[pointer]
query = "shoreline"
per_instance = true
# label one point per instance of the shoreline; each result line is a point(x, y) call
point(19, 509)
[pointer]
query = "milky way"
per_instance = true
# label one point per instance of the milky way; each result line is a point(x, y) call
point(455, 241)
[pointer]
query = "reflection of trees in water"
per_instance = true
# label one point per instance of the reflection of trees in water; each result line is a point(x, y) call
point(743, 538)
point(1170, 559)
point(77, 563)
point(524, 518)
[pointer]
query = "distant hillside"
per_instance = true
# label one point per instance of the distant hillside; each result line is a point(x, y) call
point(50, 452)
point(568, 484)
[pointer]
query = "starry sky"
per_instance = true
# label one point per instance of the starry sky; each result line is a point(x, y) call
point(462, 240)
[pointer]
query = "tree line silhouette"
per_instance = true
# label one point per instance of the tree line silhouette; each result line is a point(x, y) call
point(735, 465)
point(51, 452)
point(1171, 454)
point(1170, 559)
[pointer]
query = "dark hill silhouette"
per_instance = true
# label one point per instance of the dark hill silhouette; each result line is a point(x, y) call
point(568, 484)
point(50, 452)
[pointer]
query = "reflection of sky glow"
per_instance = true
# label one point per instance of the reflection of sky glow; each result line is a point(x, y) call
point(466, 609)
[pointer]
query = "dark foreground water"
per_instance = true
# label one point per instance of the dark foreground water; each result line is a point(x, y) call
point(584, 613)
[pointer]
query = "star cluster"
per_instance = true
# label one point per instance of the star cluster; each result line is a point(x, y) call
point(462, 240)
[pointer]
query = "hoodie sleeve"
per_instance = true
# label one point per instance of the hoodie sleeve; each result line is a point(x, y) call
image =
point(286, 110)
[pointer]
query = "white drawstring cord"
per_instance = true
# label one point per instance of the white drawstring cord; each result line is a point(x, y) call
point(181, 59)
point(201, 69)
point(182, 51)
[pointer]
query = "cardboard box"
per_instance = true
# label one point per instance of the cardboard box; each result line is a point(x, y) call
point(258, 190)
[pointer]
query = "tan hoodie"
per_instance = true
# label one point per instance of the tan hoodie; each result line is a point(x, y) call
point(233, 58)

=== AIM OF THE EXERCISE ===
Find every line in the material above that contains the string "cardboard", matching case, and copy each of those lines.

=== EXERCISE RESULT ===
query = "cardboard box"
# label one point per instance of the cardboard box; each result line is a point(x, y) call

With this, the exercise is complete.